* Dados para processamento *

::::

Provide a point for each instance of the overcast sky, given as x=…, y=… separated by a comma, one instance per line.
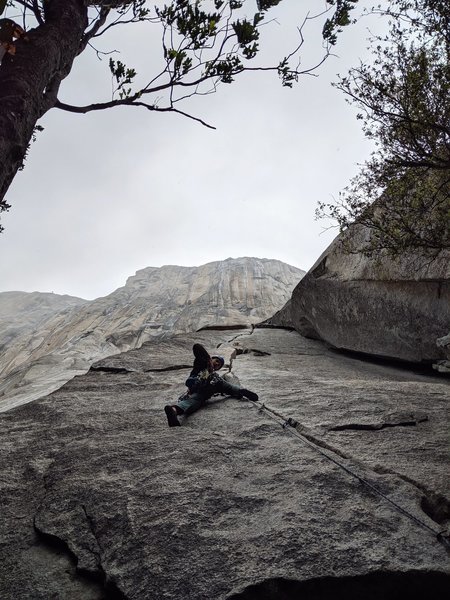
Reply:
x=105, y=194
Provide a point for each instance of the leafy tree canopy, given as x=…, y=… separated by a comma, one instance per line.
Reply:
x=204, y=43
x=403, y=98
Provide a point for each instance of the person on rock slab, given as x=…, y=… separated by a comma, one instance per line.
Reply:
x=202, y=383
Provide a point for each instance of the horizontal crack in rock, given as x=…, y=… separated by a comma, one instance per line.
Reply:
x=400, y=421
x=414, y=585
x=111, y=369
x=172, y=368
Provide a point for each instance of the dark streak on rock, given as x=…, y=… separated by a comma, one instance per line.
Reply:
x=414, y=585
x=222, y=327
x=171, y=368
x=117, y=370
x=107, y=589
x=412, y=421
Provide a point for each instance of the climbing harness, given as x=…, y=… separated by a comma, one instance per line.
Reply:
x=290, y=425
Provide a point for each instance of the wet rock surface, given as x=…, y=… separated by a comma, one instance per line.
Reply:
x=100, y=499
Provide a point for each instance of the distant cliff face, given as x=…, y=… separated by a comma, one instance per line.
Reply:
x=156, y=302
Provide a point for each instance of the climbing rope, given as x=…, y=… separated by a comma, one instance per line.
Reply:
x=290, y=425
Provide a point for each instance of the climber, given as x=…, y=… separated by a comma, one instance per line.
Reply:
x=202, y=383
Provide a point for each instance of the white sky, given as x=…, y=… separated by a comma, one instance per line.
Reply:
x=105, y=194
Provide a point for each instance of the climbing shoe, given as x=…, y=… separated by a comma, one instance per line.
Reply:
x=171, y=414
x=250, y=395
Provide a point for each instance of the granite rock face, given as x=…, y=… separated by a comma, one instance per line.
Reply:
x=388, y=308
x=156, y=302
x=101, y=500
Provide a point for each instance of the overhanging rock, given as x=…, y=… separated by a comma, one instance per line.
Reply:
x=396, y=309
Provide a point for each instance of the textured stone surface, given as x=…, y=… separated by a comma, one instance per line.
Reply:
x=230, y=505
x=388, y=308
x=153, y=303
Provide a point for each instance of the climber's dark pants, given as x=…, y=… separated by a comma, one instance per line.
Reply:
x=189, y=403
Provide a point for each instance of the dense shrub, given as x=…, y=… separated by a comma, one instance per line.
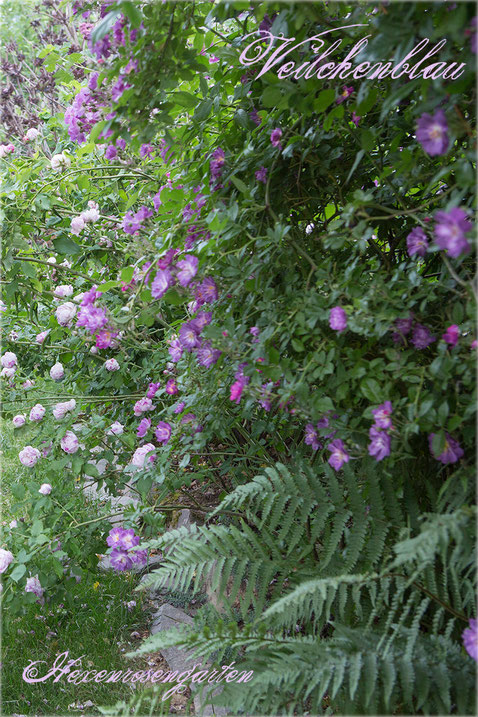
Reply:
x=261, y=294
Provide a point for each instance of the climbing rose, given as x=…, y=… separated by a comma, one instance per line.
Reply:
x=33, y=586
x=37, y=412
x=379, y=447
x=116, y=429
x=451, y=335
x=470, y=639
x=171, y=387
x=120, y=560
x=188, y=268
x=139, y=455
x=450, y=229
x=9, y=360
x=153, y=388
x=311, y=438
x=69, y=442
x=421, y=337
x=112, y=365
x=114, y=536
x=161, y=283
x=29, y=456
x=77, y=225
x=65, y=313
x=57, y=372
x=143, y=428
x=339, y=454
x=382, y=415
x=143, y=405
x=6, y=558
x=175, y=349
x=261, y=175
x=276, y=135
x=163, y=432
x=337, y=319
x=452, y=451
x=417, y=242
x=63, y=291
x=432, y=133
x=129, y=539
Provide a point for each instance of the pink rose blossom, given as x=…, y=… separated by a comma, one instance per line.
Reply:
x=65, y=313
x=139, y=455
x=69, y=442
x=37, y=412
x=77, y=225
x=6, y=557
x=9, y=360
x=57, y=372
x=112, y=365
x=29, y=456
x=40, y=338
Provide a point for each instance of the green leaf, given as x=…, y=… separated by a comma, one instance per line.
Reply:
x=18, y=572
x=371, y=390
x=324, y=100
x=132, y=13
x=185, y=99
x=240, y=185
x=104, y=26
x=64, y=245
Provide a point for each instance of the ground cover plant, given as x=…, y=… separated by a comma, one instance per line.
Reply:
x=252, y=294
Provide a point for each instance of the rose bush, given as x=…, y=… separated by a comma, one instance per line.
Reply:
x=230, y=274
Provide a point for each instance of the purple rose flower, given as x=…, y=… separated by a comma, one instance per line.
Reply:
x=163, y=432
x=110, y=152
x=120, y=560
x=114, y=537
x=161, y=283
x=339, y=454
x=261, y=175
x=206, y=291
x=470, y=639
x=421, y=337
x=382, y=415
x=432, y=133
x=171, y=387
x=143, y=428
x=188, y=268
x=452, y=451
x=379, y=447
x=153, y=388
x=276, y=135
x=175, y=350
x=337, y=319
x=311, y=438
x=129, y=539
x=417, y=242
x=450, y=229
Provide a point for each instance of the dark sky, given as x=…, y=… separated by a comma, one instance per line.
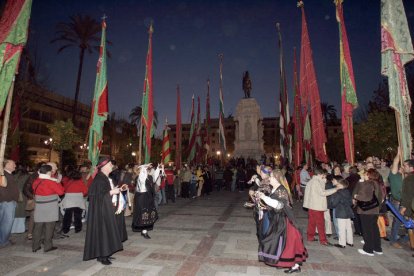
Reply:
x=187, y=37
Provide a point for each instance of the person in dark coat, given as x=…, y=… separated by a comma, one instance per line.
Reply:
x=145, y=212
x=102, y=234
x=365, y=192
x=353, y=180
x=341, y=202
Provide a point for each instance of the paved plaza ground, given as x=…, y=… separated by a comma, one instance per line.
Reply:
x=212, y=235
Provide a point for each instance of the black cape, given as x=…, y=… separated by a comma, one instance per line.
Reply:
x=102, y=234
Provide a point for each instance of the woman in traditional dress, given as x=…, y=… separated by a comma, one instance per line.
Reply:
x=145, y=212
x=280, y=243
x=103, y=236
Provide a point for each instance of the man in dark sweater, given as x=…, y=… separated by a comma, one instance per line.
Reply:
x=9, y=196
x=407, y=195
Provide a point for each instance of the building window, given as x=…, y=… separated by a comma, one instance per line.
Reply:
x=34, y=114
x=47, y=117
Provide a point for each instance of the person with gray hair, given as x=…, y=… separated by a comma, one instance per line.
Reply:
x=9, y=196
x=315, y=201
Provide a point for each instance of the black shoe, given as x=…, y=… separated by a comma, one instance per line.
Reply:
x=293, y=270
x=51, y=249
x=105, y=261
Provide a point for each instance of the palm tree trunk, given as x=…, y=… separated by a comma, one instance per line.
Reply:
x=75, y=104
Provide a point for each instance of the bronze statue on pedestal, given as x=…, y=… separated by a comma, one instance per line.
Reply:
x=247, y=84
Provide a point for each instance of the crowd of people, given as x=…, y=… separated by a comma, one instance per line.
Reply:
x=342, y=201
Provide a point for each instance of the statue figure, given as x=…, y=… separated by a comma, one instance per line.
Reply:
x=247, y=84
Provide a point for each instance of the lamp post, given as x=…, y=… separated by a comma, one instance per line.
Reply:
x=49, y=142
x=84, y=147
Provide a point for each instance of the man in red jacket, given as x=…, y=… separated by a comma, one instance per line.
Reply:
x=46, y=191
x=169, y=181
x=74, y=203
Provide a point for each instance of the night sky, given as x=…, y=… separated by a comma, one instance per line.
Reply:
x=188, y=36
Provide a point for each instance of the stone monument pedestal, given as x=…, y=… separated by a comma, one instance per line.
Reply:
x=249, y=129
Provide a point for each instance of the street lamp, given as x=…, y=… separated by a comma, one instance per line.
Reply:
x=49, y=142
x=84, y=147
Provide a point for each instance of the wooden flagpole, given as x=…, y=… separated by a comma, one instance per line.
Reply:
x=140, y=142
x=397, y=121
x=6, y=120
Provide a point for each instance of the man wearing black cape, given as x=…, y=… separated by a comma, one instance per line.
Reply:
x=102, y=234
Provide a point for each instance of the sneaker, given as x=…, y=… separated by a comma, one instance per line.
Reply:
x=396, y=245
x=361, y=251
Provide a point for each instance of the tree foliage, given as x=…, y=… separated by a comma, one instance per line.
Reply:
x=64, y=135
x=376, y=136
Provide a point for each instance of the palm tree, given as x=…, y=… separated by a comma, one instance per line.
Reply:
x=135, y=117
x=328, y=111
x=81, y=31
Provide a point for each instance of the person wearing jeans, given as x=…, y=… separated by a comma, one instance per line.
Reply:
x=315, y=201
x=395, y=180
x=8, y=198
x=364, y=192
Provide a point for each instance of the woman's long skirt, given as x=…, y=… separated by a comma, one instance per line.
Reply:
x=145, y=213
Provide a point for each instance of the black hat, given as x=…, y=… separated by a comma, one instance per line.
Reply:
x=103, y=160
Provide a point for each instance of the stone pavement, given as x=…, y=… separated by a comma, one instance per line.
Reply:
x=205, y=236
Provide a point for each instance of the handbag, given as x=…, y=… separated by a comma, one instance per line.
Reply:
x=29, y=205
x=368, y=205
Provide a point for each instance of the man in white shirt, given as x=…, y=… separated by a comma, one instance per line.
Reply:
x=304, y=177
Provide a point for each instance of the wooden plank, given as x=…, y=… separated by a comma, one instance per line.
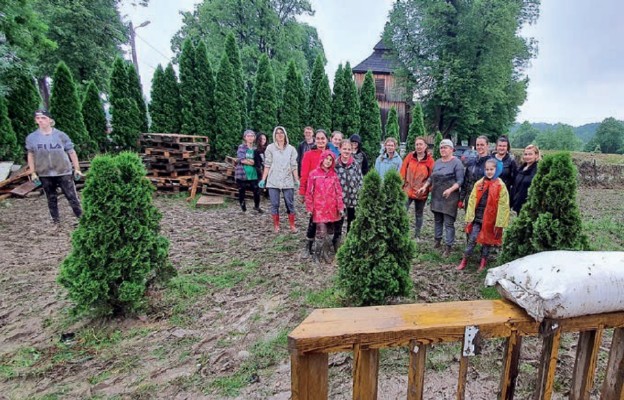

::::

* Tarefa solicitada *
Localize nos dados acima todas as linhas em que aparece a palavra "wooden" e copie cada uma delas.

* Resposta da tarefa *
Provide a point for each instance of the wooden flagpole, given as x=…, y=… separated by a comma, one instance per line.
Provide a point for each instance of the wooden plank, given as x=…, y=… separated by a comma, one instance per line.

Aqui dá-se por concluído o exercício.